[[ DATA PROVIDED, beginning ]]

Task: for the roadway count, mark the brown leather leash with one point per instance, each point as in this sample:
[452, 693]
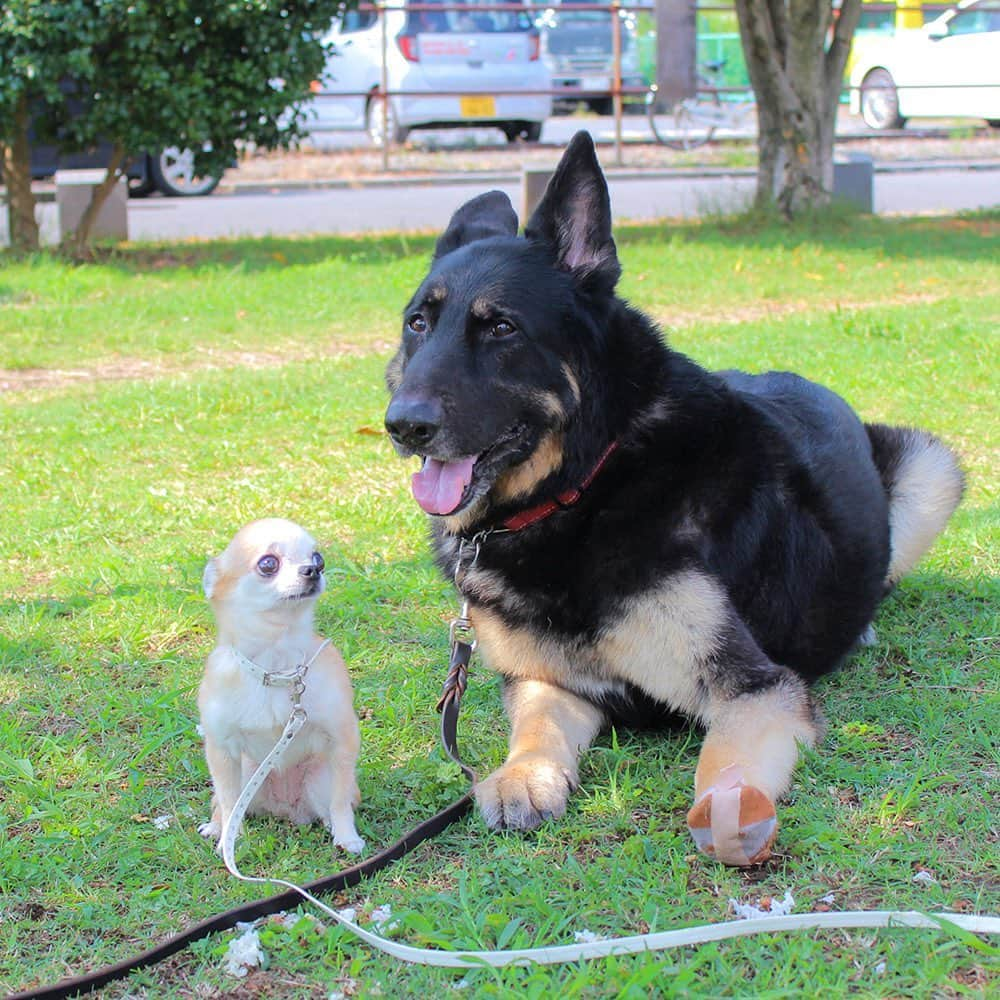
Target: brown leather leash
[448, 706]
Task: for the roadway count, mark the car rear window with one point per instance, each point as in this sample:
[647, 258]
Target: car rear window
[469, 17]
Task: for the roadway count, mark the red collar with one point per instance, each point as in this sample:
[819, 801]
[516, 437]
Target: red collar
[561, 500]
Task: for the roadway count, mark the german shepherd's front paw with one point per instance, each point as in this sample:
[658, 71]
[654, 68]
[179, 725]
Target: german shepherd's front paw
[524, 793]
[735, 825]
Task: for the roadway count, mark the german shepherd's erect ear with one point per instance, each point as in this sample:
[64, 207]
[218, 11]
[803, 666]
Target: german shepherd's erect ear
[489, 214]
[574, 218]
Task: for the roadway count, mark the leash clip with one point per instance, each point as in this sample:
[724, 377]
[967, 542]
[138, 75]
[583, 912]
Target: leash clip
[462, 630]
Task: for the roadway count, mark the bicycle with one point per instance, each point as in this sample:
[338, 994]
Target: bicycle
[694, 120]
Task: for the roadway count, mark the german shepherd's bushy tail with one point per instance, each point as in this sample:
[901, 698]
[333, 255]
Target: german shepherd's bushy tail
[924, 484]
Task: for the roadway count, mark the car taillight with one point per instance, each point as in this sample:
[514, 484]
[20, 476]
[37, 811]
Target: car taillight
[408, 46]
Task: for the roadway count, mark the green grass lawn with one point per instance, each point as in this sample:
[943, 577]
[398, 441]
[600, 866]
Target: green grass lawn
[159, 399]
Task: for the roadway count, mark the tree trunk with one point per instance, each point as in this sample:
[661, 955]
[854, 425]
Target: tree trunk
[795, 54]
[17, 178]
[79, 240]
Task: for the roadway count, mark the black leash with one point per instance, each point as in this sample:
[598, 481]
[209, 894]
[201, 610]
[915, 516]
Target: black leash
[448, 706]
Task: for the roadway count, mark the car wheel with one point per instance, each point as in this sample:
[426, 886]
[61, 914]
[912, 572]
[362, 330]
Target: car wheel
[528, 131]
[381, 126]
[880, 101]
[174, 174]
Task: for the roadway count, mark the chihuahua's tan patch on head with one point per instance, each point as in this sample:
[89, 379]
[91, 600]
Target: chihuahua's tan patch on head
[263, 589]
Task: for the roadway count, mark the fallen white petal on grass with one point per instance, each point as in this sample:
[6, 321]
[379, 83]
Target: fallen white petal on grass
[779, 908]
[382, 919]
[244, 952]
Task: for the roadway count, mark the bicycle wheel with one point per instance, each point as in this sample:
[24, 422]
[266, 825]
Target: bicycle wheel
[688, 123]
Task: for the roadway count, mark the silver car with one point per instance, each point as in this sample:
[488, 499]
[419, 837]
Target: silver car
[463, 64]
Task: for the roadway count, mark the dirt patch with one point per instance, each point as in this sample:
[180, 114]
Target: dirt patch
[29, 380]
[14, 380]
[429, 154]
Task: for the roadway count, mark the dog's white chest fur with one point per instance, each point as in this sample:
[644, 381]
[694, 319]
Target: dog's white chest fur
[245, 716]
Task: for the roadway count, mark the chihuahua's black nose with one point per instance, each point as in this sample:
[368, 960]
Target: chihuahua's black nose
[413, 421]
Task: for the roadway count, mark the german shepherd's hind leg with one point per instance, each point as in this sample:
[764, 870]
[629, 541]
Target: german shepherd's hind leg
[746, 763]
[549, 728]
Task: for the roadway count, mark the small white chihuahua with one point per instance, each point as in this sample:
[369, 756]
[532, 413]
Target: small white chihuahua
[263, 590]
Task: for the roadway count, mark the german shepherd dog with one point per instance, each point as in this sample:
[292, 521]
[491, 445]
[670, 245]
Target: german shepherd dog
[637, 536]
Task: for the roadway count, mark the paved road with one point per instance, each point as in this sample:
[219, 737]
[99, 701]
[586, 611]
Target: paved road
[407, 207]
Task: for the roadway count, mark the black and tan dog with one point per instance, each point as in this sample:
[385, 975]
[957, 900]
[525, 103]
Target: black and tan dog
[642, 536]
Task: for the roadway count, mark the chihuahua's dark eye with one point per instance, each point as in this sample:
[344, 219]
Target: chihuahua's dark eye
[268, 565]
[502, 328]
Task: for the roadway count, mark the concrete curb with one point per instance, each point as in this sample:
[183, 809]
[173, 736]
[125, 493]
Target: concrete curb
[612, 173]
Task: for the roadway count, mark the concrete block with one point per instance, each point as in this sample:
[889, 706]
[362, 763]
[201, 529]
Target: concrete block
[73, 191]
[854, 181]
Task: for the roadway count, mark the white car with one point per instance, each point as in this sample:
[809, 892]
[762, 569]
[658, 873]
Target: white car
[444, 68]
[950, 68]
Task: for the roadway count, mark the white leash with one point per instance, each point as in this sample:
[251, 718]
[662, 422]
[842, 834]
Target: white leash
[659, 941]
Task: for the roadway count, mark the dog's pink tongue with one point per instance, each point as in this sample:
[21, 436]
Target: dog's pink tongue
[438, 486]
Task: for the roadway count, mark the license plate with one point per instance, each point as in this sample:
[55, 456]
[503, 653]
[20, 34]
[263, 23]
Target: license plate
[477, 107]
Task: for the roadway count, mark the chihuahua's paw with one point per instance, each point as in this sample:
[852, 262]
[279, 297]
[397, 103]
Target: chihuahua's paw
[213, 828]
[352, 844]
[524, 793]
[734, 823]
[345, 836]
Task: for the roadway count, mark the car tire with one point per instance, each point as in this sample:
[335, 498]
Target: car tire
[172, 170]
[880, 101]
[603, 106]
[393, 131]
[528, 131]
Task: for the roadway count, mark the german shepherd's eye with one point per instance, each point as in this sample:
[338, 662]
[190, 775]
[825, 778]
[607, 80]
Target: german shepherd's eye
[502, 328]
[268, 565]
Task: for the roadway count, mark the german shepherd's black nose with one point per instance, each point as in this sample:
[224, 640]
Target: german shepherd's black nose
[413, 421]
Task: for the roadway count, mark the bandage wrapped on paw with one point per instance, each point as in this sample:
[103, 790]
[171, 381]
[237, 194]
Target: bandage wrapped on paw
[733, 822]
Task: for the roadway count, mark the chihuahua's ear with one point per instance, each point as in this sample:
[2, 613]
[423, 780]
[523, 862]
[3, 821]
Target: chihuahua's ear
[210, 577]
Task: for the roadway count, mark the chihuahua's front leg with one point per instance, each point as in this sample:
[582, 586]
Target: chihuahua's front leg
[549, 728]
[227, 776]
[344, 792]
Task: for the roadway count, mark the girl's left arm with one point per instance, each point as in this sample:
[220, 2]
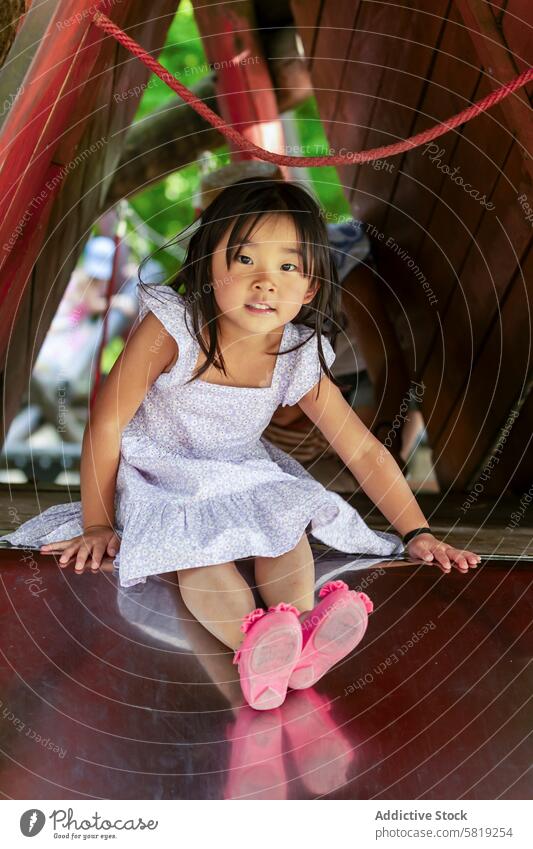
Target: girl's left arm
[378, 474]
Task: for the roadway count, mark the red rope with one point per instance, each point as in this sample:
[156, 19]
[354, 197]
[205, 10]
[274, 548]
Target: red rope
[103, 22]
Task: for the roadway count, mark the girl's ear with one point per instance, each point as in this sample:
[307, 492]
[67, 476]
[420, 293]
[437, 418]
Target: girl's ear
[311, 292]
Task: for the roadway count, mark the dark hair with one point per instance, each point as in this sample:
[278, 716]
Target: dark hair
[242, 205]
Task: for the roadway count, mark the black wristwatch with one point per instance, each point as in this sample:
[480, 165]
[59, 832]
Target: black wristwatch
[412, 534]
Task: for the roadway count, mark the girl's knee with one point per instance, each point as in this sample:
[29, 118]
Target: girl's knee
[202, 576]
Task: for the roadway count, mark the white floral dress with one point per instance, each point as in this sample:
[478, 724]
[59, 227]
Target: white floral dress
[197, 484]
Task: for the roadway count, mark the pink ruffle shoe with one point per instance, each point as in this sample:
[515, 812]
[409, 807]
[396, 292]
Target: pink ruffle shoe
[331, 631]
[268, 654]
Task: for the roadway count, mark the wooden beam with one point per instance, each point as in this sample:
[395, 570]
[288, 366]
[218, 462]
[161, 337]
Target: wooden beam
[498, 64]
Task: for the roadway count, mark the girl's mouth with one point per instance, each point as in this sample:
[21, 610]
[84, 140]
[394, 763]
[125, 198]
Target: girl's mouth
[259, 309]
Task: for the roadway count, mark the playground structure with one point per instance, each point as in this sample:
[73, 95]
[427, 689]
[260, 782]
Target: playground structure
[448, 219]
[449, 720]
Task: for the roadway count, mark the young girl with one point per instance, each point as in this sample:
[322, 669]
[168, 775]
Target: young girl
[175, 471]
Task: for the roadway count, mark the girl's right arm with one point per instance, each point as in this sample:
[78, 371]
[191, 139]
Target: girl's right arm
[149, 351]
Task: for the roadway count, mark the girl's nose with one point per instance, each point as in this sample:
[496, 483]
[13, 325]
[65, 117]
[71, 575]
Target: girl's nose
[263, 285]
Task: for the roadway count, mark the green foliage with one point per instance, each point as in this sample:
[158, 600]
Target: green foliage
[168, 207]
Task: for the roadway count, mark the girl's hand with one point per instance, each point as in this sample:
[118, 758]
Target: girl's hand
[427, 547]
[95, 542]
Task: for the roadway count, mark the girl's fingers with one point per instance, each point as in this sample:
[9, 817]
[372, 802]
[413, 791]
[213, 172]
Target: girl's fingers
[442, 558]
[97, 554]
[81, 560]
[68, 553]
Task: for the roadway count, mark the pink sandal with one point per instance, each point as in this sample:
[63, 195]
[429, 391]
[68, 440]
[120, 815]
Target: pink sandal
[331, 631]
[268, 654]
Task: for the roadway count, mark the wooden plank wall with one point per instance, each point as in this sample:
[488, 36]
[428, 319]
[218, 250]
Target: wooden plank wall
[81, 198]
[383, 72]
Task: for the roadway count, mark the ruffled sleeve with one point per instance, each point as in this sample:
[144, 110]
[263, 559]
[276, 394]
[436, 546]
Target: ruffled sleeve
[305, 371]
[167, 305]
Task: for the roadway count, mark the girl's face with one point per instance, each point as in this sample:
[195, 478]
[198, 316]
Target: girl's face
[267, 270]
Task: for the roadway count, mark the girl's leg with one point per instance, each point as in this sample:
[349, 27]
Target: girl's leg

[[ DATA PROVIDED, end ]]

In the entries above, the lines from the one bearing "Task: for the roadway count, mark the tree" up to and including the one bearing "Task: for the roadway count, mark the chihuahua's tan" should be transcribed exactly; no other line is wanted.

Task: for the roadway count, mark the tree trunk with one point per instance, each point as in this sample:
[661, 955]
[854, 425]
Target: tree trunk
[795, 54]
[17, 178]
[79, 240]
Task: for the roadway count, mark the black leash with one point per instance, each point as in this sample:
[598, 481]
[209, 894]
[201, 610]
[915, 516]
Target: black leash
[448, 706]
Task: for the roadway count, mark the car wheel with one point per instance, each point as in this sample:
[426, 886]
[61, 914]
[912, 572]
[362, 330]
Target: car wheel
[528, 131]
[381, 126]
[880, 101]
[174, 174]
Task: for the roadway count, mark the chihuahua's tan patch on head with one point per instance, each point as in this sample:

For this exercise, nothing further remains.